* [Your goal]:
In the material below, find all lines with the string "jacket" and copy them.

* [Data provided]:
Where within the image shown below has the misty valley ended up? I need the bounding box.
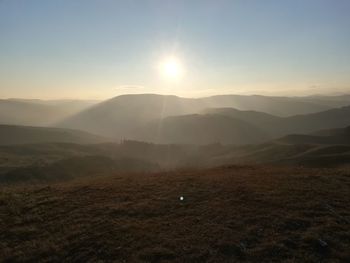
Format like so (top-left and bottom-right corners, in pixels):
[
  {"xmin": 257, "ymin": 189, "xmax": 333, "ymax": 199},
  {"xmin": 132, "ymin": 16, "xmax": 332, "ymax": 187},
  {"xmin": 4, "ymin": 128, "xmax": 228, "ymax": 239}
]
[{"xmin": 1, "ymin": 94, "xmax": 350, "ymax": 184}]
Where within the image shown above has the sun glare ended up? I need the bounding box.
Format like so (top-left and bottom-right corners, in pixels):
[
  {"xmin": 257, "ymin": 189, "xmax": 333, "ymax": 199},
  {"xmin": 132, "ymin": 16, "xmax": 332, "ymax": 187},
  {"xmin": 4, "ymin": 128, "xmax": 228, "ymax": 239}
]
[{"xmin": 159, "ymin": 56, "xmax": 184, "ymax": 80}]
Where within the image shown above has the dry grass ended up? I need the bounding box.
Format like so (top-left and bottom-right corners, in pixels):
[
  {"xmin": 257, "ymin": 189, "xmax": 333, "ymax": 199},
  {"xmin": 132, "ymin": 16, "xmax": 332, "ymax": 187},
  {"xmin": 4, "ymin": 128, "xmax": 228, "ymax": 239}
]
[{"xmin": 0, "ymin": 165, "xmax": 349, "ymax": 262}]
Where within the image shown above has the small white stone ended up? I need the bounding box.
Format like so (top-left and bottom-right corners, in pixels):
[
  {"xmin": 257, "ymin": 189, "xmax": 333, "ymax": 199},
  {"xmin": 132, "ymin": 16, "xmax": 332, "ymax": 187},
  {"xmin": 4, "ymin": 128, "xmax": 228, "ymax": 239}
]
[{"xmin": 180, "ymin": 196, "xmax": 184, "ymax": 201}]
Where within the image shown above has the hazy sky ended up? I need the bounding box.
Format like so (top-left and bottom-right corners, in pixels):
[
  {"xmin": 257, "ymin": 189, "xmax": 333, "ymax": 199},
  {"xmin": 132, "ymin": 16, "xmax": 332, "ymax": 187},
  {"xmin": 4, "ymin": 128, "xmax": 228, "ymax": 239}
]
[{"xmin": 1, "ymin": 0, "xmax": 350, "ymax": 99}]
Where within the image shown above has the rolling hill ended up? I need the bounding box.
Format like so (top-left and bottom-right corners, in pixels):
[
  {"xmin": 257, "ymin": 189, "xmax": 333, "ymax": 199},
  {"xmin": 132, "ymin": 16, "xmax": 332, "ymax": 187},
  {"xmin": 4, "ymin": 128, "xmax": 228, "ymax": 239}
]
[
  {"xmin": 4, "ymin": 94, "xmax": 349, "ymax": 145},
  {"xmin": 293, "ymin": 94, "xmax": 350, "ymax": 108},
  {"xmin": 312, "ymin": 125, "xmax": 350, "ymax": 137},
  {"xmin": 139, "ymin": 114, "xmax": 269, "ymax": 145},
  {"xmin": 206, "ymin": 106, "xmax": 350, "ymax": 139},
  {"xmin": 0, "ymin": 125, "xmax": 109, "ymax": 145},
  {"xmin": 269, "ymin": 105, "xmax": 350, "ymax": 137},
  {"xmin": 276, "ymin": 134, "xmax": 350, "ymax": 145},
  {"xmin": 211, "ymin": 125, "xmax": 350, "ymax": 167},
  {"xmin": 200, "ymin": 94, "xmax": 332, "ymax": 116},
  {"xmin": 0, "ymin": 100, "xmax": 64, "ymax": 126},
  {"xmin": 2, "ymin": 122, "xmax": 350, "ymax": 185},
  {"xmin": 57, "ymin": 94, "xmax": 345, "ymax": 138},
  {"xmin": 58, "ymin": 94, "xmax": 205, "ymax": 138},
  {"xmin": 0, "ymin": 99, "xmax": 97, "ymax": 126},
  {"xmin": 202, "ymin": 107, "xmax": 281, "ymax": 124}
]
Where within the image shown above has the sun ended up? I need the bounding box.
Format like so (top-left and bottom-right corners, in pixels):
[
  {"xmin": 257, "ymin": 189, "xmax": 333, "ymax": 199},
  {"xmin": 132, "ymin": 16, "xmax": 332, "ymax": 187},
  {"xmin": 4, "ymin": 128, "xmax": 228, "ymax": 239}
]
[{"xmin": 159, "ymin": 56, "xmax": 184, "ymax": 80}]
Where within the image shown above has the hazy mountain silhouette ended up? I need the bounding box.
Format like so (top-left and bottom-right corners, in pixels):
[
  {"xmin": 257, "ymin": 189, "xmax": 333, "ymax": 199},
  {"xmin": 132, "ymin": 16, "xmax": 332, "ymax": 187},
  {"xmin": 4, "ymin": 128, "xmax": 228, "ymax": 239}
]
[
  {"xmin": 7, "ymin": 98, "xmax": 98, "ymax": 108},
  {"xmin": 312, "ymin": 125, "xmax": 350, "ymax": 136},
  {"xmin": 275, "ymin": 126, "xmax": 350, "ymax": 145},
  {"xmin": 58, "ymin": 94, "xmax": 206, "ymax": 138},
  {"xmin": 2, "ymin": 131, "xmax": 350, "ymax": 184},
  {"xmin": 292, "ymin": 94, "xmax": 350, "ymax": 108},
  {"xmin": 200, "ymin": 94, "xmax": 332, "ymax": 116},
  {"xmin": 0, "ymin": 99, "xmax": 97, "ymax": 126},
  {"xmin": 139, "ymin": 114, "xmax": 269, "ymax": 145},
  {"xmin": 268, "ymin": 105, "xmax": 350, "ymax": 137},
  {"xmin": 0, "ymin": 125, "xmax": 109, "ymax": 145},
  {"xmin": 58, "ymin": 94, "xmax": 348, "ymax": 140},
  {"xmin": 202, "ymin": 107, "xmax": 281, "ymax": 124},
  {"xmin": 3, "ymin": 94, "xmax": 350, "ymax": 145},
  {"xmin": 0, "ymin": 100, "xmax": 63, "ymax": 126},
  {"xmin": 208, "ymin": 105, "xmax": 350, "ymax": 138}
]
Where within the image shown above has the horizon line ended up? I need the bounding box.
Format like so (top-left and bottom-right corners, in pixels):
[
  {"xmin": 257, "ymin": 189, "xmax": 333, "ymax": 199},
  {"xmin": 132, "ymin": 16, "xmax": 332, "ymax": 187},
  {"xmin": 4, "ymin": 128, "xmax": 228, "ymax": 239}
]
[{"xmin": 2, "ymin": 91, "xmax": 350, "ymax": 101}]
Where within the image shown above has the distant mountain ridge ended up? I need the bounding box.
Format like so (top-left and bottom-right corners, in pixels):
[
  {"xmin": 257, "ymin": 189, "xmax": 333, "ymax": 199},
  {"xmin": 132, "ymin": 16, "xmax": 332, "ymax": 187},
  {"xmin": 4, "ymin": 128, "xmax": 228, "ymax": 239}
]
[
  {"xmin": 202, "ymin": 107, "xmax": 281, "ymax": 124},
  {"xmin": 277, "ymin": 126, "xmax": 350, "ymax": 145},
  {"xmin": 200, "ymin": 94, "xmax": 332, "ymax": 116},
  {"xmin": 0, "ymin": 99, "xmax": 97, "ymax": 126},
  {"xmin": 0, "ymin": 125, "xmax": 109, "ymax": 145},
  {"xmin": 209, "ymin": 105, "xmax": 350, "ymax": 138},
  {"xmin": 57, "ymin": 94, "xmax": 350, "ymax": 142},
  {"xmin": 2, "ymin": 94, "xmax": 350, "ymax": 145},
  {"xmin": 140, "ymin": 114, "xmax": 269, "ymax": 145},
  {"xmin": 270, "ymin": 105, "xmax": 350, "ymax": 136}
]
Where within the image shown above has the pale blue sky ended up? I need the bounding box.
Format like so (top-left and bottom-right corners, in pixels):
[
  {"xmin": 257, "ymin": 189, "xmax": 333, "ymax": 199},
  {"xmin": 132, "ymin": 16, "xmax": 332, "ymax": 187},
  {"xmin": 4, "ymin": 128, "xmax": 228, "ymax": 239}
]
[{"xmin": 1, "ymin": 0, "xmax": 350, "ymax": 99}]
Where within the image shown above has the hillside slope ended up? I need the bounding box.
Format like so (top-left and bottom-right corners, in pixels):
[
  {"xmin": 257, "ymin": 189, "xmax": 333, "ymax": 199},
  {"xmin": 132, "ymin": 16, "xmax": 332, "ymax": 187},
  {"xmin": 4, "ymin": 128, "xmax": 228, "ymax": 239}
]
[
  {"xmin": 58, "ymin": 94, "xmax": 338, "ymax": 139},
  {"xmin": 269, "ymin": 105, "xmax": 350, "ymax": 136},
  {"xmin": 0, "ymin": 99, "xmax": 97, "ymax": 126},
  {"xmin": 58, "ymin": 94, "xmax": 205, "ymax": 138},
  {"xmin": 207, "ymin": 106, "xmax": 350, "ymax": 138},
  {"xmin": 202, "ymin": 107, "xmax": 281, "ymax": 124},
  {"xmin": 0, "ymin": 100, "xmax": 65, "ymax": 126},
  {"xmin": 276, "ymin": 126, "xmax": 350, "ymax": 145},
  {"xmin": 201, "ymin": 94, "xmax": 331, "ymax": 116},
  {"xmin": 0, "ymin": 125, "xmax": 109, "ymax": 145},
  {"xmin": 1, "ymin": 165, "xmax": 349, "ymax": 262},
  {"xmin": 140, "ymin": 114, "xmax": 269, "ymax": 145}
]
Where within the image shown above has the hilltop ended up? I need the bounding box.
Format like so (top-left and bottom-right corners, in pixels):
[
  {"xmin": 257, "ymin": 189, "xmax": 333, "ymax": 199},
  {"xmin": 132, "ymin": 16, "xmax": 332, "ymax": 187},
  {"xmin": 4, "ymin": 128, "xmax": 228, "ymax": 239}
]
[{"xmin": 1, "ymin": 165, "xmax": 349, "ymax": 262}]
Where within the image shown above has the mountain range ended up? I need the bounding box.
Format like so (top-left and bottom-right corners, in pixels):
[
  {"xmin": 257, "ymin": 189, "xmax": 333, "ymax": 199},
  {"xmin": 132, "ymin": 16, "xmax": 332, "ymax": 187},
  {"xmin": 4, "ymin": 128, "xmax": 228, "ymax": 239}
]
[
  {"xmin": 1, "ymin": 93, "xmax": 350, "ymax": 146},
  {"xmin": 56, "ymin": 94, "xmax": 350, "ymax": 145}
]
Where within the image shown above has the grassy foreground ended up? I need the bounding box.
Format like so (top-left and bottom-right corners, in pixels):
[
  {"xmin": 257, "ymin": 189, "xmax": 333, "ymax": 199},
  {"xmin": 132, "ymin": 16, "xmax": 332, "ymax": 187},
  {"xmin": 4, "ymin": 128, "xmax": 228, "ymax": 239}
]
[{"xmin": 1, "ymin": 165, "xmax": 349, "ymax": 262}]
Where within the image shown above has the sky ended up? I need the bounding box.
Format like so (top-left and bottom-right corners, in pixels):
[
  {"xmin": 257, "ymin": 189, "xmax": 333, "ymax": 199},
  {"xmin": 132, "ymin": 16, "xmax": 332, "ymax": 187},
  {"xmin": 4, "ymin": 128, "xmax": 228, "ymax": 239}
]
[{"xmin": 1, "ymin": 0, "xmax": 350, "ymax": 99}]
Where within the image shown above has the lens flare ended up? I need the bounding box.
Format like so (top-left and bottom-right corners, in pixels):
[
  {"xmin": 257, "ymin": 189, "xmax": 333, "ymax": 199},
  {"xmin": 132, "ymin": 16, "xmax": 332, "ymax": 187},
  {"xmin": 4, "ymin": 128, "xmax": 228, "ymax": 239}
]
[{"xmin": 159, "ymin": 56, "xmax": 184, "ymax": 80}]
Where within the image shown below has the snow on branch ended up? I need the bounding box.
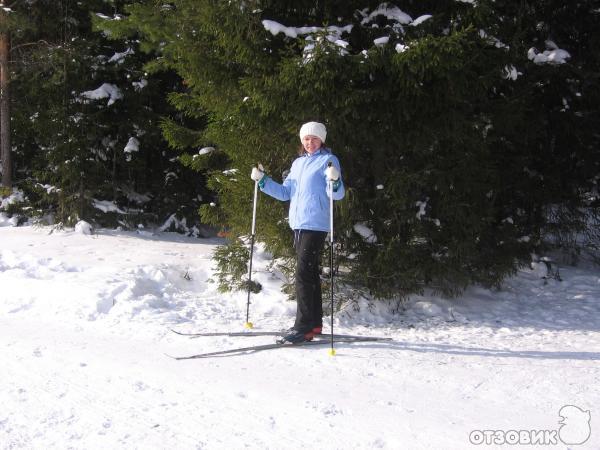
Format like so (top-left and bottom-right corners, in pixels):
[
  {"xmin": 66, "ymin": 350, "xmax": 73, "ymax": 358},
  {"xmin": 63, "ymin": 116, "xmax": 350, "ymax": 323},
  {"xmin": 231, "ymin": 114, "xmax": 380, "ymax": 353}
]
[
  {"xmin": 503, "ymin": 65, "xmax": 521, "ymax": 80},
  {"xmin": 410, "ymin": 15, "xmax": 432, "ymax": 27},
  {"xmin": 479, "ymin": 29, "xmax": 508, "ymax": 49},
  {"xmin": 124, "ymin": 137, "xmax": 140, "ymax": 162},
  {"xmin": 360, "ymin": 3, "xmax": 413, "ymax": 25},
  {"xmin": 354, "ymin": 222, "xmax": 378, "ymax": 244},
  {"xmin": 80, "ymin": 83, "xmax": 123, "ymax": 106},
  {"xmin": 262, "ymin": 20, "xmax": 352, "ymax": 39},
  {"xmin": 263, "ymin": 5, "xmax": 432, "ymax": 58},
  {"xmin": 92, "ymin": 199, "xmax": 126, "ymax": 214},
  {"xmin": 108, "ymin": 48, "xmax": 134, "ymax": 64},
  {"xmin": 527, "ymin": 40, "xmax": 571, "ymax": 65},
  {"xmin": 262, "ymin": 19, "xmax": 353, "ymax": 62}
]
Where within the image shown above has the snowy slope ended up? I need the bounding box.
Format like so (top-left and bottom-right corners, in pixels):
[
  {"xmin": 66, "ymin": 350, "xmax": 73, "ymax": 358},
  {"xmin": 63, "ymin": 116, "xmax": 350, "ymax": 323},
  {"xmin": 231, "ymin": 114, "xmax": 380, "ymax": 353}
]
[{"xmin": 1, "ymin": 226, "xmax": 598, "ymax": 449}]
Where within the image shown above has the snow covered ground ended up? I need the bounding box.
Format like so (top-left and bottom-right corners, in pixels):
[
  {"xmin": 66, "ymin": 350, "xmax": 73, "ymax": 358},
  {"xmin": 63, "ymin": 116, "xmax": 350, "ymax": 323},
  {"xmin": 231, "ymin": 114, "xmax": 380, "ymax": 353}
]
[{"xmin": 1, "ymin": 225, "xmax": 598, "ymax": 449}]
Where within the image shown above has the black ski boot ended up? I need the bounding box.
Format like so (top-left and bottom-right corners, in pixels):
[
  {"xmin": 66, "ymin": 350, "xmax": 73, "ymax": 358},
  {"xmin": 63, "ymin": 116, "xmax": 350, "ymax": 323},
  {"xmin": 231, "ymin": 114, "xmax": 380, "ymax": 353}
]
[{"xmin": 277, "ymin": 328, "xmax": 313, "ymax": 344}]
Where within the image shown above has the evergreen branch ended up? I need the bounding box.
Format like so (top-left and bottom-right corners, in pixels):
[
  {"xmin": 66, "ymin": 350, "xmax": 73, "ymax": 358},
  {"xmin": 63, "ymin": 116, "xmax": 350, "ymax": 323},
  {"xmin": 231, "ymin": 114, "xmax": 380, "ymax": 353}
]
[{"xmin": 11, "ymin": 40, "xmax": 52, "ymax": 52}]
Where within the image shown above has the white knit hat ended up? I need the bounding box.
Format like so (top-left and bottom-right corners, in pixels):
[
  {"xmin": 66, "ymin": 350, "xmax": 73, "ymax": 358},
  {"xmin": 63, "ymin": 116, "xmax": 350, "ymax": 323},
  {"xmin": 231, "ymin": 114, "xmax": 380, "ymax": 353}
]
[{"xmin": 299, "ymin": 121, "xmax": 327, "ymax": 143}]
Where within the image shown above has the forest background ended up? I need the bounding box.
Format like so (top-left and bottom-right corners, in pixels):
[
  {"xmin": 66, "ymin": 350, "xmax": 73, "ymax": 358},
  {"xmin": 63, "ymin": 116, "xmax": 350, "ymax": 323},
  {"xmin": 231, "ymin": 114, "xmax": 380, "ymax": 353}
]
[{"xmin": 1, "ymin": 0, "xmax": 598, "ymax": 301}]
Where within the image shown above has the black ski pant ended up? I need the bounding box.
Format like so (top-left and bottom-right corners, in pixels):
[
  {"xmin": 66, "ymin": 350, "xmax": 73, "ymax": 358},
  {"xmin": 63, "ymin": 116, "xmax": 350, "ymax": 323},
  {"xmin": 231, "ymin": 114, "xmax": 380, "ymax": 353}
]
[{"xmin": 293, "ymin": 229, "xmax": 327, "ymax": 332}]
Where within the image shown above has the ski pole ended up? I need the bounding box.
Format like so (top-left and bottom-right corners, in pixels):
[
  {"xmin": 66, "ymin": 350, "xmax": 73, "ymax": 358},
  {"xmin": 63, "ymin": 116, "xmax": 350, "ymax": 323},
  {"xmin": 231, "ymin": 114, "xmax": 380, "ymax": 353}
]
[
  {"xmin": 327, "ymin": 162, "xmax": 336, "ymax": 356},
  {"xmin": 245, "ymin": 172, "xmax": 259, "ymax": 329}
]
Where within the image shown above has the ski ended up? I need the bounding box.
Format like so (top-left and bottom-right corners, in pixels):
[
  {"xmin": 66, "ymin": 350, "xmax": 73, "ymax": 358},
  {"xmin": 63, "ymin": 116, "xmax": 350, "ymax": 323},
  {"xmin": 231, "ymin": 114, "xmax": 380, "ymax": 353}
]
[
  {"xmin": 170, "ymin": 328, "xmax": 392, "ymax": 342},
  {"xmin": 167, "ymin": 336, "xmax": 385, "ymax": 360},
  {"xmin": 171, "ymin": 329, "xmax": 279, "ymax": 337},
  {"xmin": 168, "ymin": 340, "xmax": 324, "ymax": 360}
]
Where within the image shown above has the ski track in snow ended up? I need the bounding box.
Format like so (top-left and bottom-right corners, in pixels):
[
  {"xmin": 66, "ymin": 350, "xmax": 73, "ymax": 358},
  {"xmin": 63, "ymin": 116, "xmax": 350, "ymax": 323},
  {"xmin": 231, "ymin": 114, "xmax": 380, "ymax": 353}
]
[{"xmin": 0, "ymin": 226, "xmax": 599, "ymax": 449}]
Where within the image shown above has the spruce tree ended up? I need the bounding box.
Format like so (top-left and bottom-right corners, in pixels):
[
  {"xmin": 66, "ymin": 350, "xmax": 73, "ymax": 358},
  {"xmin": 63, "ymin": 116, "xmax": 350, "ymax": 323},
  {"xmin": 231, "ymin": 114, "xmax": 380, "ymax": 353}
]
[
  {"xmin": 108, "ymin": 1, "xmax": 599, "ymax": 298},
  {"xmin": 8, "ymin": 0, "xmax": 209, "ymax": 229}
]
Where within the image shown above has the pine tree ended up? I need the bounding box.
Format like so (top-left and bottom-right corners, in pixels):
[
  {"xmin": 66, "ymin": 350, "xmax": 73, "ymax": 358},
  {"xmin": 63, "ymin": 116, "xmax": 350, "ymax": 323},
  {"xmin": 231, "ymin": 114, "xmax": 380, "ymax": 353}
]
[
  {"xmin": 8, "ymin": 0, "xmax": 209, "ymax": 230},
  {"xmin": 108, "ymin": 1, "xmax": 600, "ymax": 298},
  {"xmin": 465, "ymin": 0, "xmax": 600, "ymax": 266},
  {"xmin": 0, "ymin": 5, "xmax": 11, "ymax": 189}
]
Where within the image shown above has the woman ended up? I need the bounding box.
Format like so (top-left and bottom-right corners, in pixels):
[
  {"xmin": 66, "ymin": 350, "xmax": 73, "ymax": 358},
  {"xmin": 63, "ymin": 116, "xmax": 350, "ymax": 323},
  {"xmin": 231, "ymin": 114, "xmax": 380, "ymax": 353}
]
[{"xmin": 251, "ymin": 121, "xmax": 345, "ymax": 343}]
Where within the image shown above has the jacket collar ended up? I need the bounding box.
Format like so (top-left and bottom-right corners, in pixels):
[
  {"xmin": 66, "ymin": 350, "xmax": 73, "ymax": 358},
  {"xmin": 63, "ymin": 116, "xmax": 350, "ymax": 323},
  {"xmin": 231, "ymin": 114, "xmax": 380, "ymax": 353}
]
[{"xmin": 303, "ymin": 147, "xmax": 330, "ymax": 157}]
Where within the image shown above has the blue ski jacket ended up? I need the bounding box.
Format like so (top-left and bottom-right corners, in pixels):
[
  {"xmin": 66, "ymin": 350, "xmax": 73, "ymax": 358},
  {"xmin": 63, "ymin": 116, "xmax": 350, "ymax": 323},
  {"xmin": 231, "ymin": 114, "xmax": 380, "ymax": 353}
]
[{"xmin": 260, "ymin": 148, "xmax": 345, "ymax": 232}]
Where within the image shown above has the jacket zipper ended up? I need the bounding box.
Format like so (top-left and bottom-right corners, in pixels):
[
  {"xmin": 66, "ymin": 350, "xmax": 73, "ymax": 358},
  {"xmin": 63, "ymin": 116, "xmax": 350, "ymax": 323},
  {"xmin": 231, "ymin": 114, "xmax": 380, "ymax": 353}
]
[
  {"xmin": 294, "ymin": 155, "xmax": 308, "ymax": 229},
  {"xmin": 294, "ymin": 149, "xmax": 325, "ymax": 229}
]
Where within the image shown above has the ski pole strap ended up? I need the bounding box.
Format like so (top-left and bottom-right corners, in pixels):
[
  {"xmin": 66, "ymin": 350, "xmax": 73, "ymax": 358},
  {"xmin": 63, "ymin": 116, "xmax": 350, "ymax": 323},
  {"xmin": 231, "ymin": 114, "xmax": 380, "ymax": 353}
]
[{"xmin": 258, "ymin": 175, "xmax": 267, "ymax": 189}]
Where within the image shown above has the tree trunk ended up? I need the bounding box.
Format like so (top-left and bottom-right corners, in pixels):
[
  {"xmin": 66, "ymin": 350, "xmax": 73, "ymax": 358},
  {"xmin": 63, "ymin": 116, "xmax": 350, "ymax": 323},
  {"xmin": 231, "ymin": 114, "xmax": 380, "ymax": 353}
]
[{"xmin": 0, "ymin": 11, "xmax": 11, "ymax": 189}]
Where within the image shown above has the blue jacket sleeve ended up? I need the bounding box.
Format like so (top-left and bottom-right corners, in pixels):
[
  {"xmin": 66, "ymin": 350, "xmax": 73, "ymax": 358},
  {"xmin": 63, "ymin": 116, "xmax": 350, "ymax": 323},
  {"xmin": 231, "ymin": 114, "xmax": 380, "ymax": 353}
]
[{"xmin": 260, "ymin": 174, "xmax": 292, "ymax": 201}]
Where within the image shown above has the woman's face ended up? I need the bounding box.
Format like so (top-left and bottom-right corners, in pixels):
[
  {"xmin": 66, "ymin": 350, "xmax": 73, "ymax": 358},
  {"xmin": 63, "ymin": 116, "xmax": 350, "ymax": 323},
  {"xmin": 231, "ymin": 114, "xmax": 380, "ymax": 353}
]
[{"xmin": 302, "ymin": 135, "xmax": 322, "ymax": 154}]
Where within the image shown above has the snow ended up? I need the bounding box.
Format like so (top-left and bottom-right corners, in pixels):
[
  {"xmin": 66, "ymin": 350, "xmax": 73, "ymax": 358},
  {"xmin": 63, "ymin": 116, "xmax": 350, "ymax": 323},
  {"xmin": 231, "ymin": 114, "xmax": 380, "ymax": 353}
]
[
  {"xmin": 124, "ymin": 137, "xmax": 140, "ymax": 153},
  {"xmin": 262, "ymin": 20, "xmax": 299, "ymax": 38},
  {"xmin": 416, "ymin": 200, "xmax": 428, "ymax": 220},
  {"xmin": 504, "ymin": 64, "xmax": 520, "ymax": 80},
  {"xmin": 158, "ymin": 214, "xmax": 193, "ymax": 235},
  {"xmin": 374, "ymin": 36, "xmax": 390, "ymax": 46},
  {"xmin": 0, "ymin": 189, "xmax": 25, "ymax": 227},
  {"xmin": 132, "ymin": 79, "xmax": 148, "ymax": 91},
  {"xmin": 108, "ymin": 48, "xmax": 134, "ymax": 64},
  {"xmin": 479, "ymin": 29, "xmax": 508, "ymax": 49},
  {"xmin": 262, "ymin": 7, "xmax": 430, "ymax": 58},
  {"xmin": 124, "ymin": 137, "xmax": 140, "ymax": 161},
  {"xmin": 361, "ymin": 4, "xmax": 413, "ymax": 26},
  {"xmin": 353, "ymin": 222, "xmax": 378, "ymax": 244},
  {"xmin": 261, "ymin": 20, "xmax": 352, "ymax": 39},
  {"xmin": 80, "ymin": 83, "xmax": 123, "ymax": 106},
  {"xmin": 74, "ymin": 220, "xmax": 93, "ymax": 235},
  {"xmin": 410, "ymin": 15, "xmax": 432, "ymax": 26},
  {"xmin": 261, "ymin": 19, "xmax": 353, "ymax": 62},
  {"xmin": 121, "ymin": 186, "xmax": 151, "ymax": 205},
  {"xmin": 528, "ymin": 43, "xmax": 571, "ymax": 65},
  {"xmin": 395, "ymin": 43, "xmax": 409, "ymax": 53},
  {"xmin": 0, "ymin": 188, "xmax": 25, "ymax": 210},
  {"xmin": 0, "ymin": 213, "xmax": 18, "ymax": 227},
  {"xmin": 1, "ymin": 225, "xmax": 599, "ymax": 449},
  {"xmin": 36, "ymin": 183, "xmax": 61, "ymax": 194},
  {"xmin": 92, "ymin": 199, "xmax": 126, "ymax": 214},
  {"xmin": 302, "ymin": 5, "xmax": 428, "ymax": 53}
]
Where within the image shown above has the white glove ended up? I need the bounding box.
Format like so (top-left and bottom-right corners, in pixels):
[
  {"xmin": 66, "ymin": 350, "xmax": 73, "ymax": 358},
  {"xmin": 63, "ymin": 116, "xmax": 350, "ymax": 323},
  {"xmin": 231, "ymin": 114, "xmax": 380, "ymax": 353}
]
[
  {"xmin": 325, "ymin": 164, "xmax": 340, "ymax": 181},
  {"xmin": 251, "ymin": 164, "xmax": 265, "ymax": 182}
]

* [Output for this task]:
Where within the image shown above has the jacket collar ended up? I need the bounding box.
Where within the image shown above has the blue ski jacket ended up? I need the bounding box.
Where within the image shown above has the jacket zipper ended up? I need the bounding box.
Where within the image shown above has the blue jacket sleeve ended up? I need the bounding box.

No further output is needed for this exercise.